## Information supplied
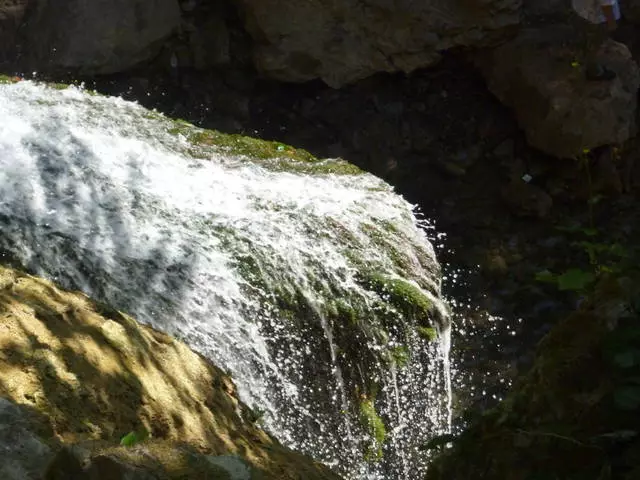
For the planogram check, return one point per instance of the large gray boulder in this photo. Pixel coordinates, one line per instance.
(341, 41)
(561, 112)
(96, 36)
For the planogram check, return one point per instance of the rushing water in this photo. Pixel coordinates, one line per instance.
(259, 265)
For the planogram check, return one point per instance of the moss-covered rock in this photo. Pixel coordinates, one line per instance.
(92, 375)
(576, 414)
(273, 155)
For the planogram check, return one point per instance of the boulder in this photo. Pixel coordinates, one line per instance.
(347, 40)
(24, 454)
(11, 16)
(631, 10)
(96, 37)
(560, 111)
(86, 392)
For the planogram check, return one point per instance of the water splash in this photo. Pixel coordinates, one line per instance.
(310, 288)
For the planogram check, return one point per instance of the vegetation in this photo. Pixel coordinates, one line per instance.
(374, 426)
(272, 155)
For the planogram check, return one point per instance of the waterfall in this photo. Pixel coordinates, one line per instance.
(312, 283)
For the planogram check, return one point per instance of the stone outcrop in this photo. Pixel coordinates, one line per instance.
(11, 16)
(97, 37)
(344, 41)
(539, 75)
(76, 377)
(575, 414)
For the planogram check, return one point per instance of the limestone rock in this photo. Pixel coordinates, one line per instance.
(560, 111)
(24, 454)
(84, 375)
(631, 9)
(343, 41)
(11, 15)
(97, 37)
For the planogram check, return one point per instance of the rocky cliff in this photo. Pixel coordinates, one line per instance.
(87, 392)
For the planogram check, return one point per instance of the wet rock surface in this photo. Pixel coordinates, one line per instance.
(501, 207)
(341, 42)
(77, 378)
(94, 37)
(541, 75)
(449, 146)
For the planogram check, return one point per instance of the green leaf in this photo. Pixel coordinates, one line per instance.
(627, 358)
(627, 397)
(575, 279)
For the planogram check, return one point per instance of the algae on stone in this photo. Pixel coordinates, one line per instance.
(94, 374)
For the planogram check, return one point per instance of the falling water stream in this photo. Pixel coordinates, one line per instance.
(307, 283)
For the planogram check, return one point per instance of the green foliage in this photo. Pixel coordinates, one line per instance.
(603, 257)
(438, 442)
(405, 296)
(272, 155)
(400, 356)
(374, 426)
(134, 437)
(255, 415)
(627, 397)
(428, 333)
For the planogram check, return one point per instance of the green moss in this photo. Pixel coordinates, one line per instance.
(4, 79)
(428, 333)
(405, 296)
(399, 356)
(275, 156)
(374, 425)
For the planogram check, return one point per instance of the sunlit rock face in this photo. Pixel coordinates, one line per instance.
(343, 41)
(311, 282)
(97, 36)
(541, 75)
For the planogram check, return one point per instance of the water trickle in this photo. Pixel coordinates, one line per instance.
(313, 289)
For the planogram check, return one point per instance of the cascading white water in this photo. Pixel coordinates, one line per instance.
(285, 275)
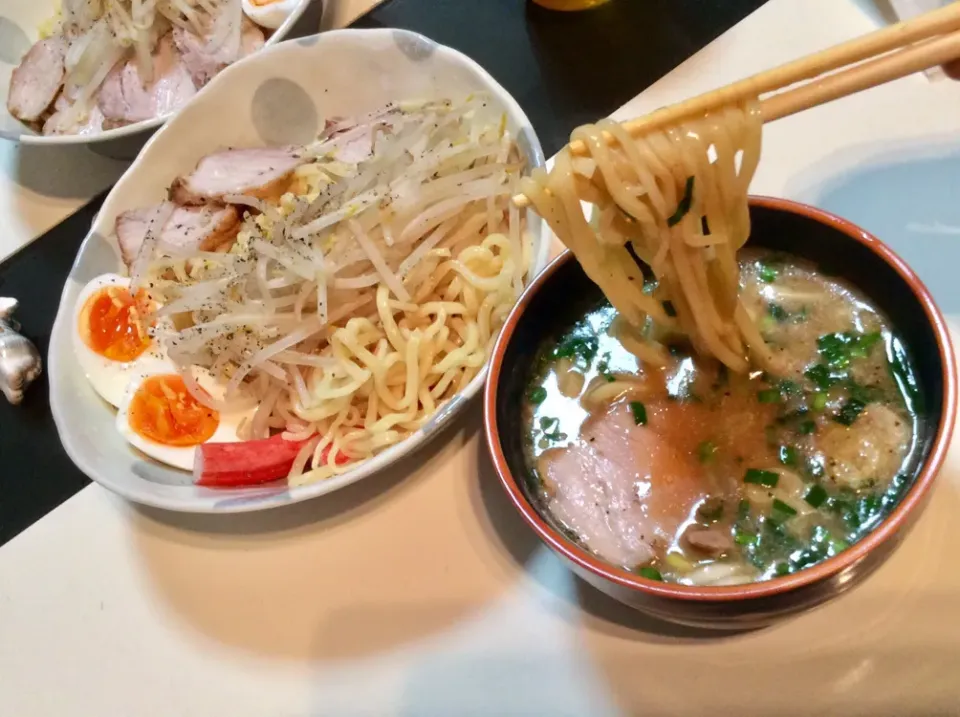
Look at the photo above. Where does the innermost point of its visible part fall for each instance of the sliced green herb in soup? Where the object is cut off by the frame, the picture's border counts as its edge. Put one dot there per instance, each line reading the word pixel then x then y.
pixel 696 475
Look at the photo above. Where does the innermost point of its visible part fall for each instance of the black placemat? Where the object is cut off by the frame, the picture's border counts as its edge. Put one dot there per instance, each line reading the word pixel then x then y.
pixel 564 69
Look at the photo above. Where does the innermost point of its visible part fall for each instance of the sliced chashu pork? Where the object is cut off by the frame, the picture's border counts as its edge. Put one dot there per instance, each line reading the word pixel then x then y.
pixel 124 98
pixel 36 81
pixel 262 172
pixel 63 121
pixel 204 61
pixel 207 228
pixel 621 487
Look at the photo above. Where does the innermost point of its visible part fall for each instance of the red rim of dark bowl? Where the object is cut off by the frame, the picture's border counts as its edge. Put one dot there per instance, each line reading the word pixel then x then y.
pixel 830 567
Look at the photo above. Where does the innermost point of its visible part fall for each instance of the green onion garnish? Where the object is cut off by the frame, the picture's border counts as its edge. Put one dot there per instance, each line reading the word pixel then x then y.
pixel 548 423
pixel 537 395
pixel 788 455
pixel 650 573
pixel 781 507
pixel 807 427
pixel 759 477
pixel 768 274
pixel 816 496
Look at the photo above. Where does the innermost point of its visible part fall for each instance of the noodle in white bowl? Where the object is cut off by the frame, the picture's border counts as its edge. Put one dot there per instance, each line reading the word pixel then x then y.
pixel 357 298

## Brief
Reproduce the data above line for line, unchanged, leaving out the pictures.

## Correct result
For the planogram check, return one point per instance of the large gray boulder in this photo. Pixel coordinates, one line per instance.
(341, 41)
(561, 112)
(96, 36)
For the planogram check, return one point per instance of the rushing water in this photo. Pixel coordinates, one line per instance.
(259, 265)
For the planogram check, return one point per instance of the moss-covered rock in this photo. Pixel coordinates, one line per instance.
(92, 375)
(576, 414)
(273, 155)
For the planogram check, return one point per instance of the boulder in this photo. Pixel coordinates, one line per instance.
(347, 40)
(24, 454)
(11, 16)
(631, 10)
(96, 37)
(560, 111)
(86, 392)
For the planogram check, return one point per instance of the water splash in this photo. Pixel coordinates, one line per instance.
(310, 288)
For the planogram check, return one point per instance of the vegetation in this photo. Pixel coordinates, one line per instance.
(374, 426)
(272, 155)
For the planogram check, return one point per instance of the waterfall in this photo. Pixel coordinates, one line per instance.
(312, 283)
For the planogram check, return one point per instance of the stone outcrop in this photo. Pixel coordinates, one line per instance.
(11, 16)
(97, 37)
(344, 41)
(539, 75)
(76, 377)
(575, 414)
For the planogram check, return one point per instance of the limestone rock in this photo. Pixel coordinates, one line per instance.
(560, 111)
(24, 454)
(84, 375)
(631, 9)
(343, 41)
(11, 15)
(97, 37)
For the planogram check, return one point per instance of the rocky cliff in this photo. Pixel coordinates, one line per instance.
(87, 392)
For the planogram check, return one point per instance of the wet rock surface in this photo. Pixel coordinates, one line per instance.
(501, 207)
(341, 42)
(77, 378)
(94, 37)
(541, 75)
(449, 146)
For the planogram check, return one point per instance of the green leaf in this photo. Pixel coordinates, one line per instance.
(627, 358)
(627, 397)
(575, 279)
For the planogram check, return one point per instance of the algae on stone in this photo. Pixel coordinates, one line per instance.
(94, 374)
For the planogram check, return one point per instance of the falling water stream in this photo. Pixel coordinates, one line per instance.
(307, 283)
For the planogram check, return one point per instance of the green foliage in this photo. Pixel coordinates, one line per instance.
(603, 257)
(438, 442)
(405, 296)
(272, 155)
(400, 356)
(374, 426)
(134, 437)
(255, 415)
(627, 397)
(428, 333)
For the planogram check, return one point per instance of the green moss in this photo. Pixel coordinates, one line per instance.
(4, 79)
(428, 333)
(405, 296)
(399, 356)
(275, 156)
(374, 425)
For the planogram check, return one point per instance of the sunlit rock face in this photo. Pixel coordinates, one line per instance.
(343, 41)
(311, 282)
(97, 36)
(541, 75)
For the planogram check, return one point per instance of the water trickle in this photo. Pixel coordinates, one line per instance.
(313, 289)
For the planogram check, return one point per instance of the cascading white water in this photo. Pixel coordinates, one line per instance.
(285, 275)
Look at the photo above. Where does the innermost point of its visible part fall for each instance of the sliced green herb in soup? Where the object is cut off by the frame, the picture's border counts as its edge. Put one dot there per instance, each line reading the word pixel then x then y.
pixel 696 475
Look at the photo above. Where does the innermost point of its visible part fall for each instance of the black placemat? Where the object is cut off by the frame, the picture's border counts as its edge. Put one dot there per instance, each line reading the word pixel then x then y.
pixel 564 69
Look at the photo above. Where does the innermost point of its visible part fall for each instance of the sliced chashu pork? Where the object is cut off by the frame, the picture's border counts as its edge. Put one dot there per instance, each line reading the word pixel then x then y.
pixel 124 98
pixel 36 81
pixel 262 172
pixel 63 121
pixel 204 61
pixel 207 228
pixel 621 487
Look at the photo above. Where does the innermost point of its visible part fall for each instance of the red rim of dark bowl? Where the object is cut off by the frame, the picture's border counts as its edge. Put one dot there per instance, each line reading the word pixel then x then y.
pixel 830 567
Look at the photo above. Where does the innermost point of its visible part fall for each instance of the green onion garnish? Where the object is cut off by the frame, the picture's border counts as its edge. Put one dot there per instance, each line reading the word pixel then x then y.
pixel 548 423
pixel 537 395
pixel 788 455
pixel 650 573
pixel 781 507
pixel 807 427
pixel 759 477
pixel 768 274
pixel 816 496
Look at the photo above. Where does the innermost point of its visible part fall for each instance of the noodle in white bowl? Where the object is cut off by the frame, the picture's border counts as its edge. Put one dot there per instance, each line reading the word pixel then x then y.
pixel 357 298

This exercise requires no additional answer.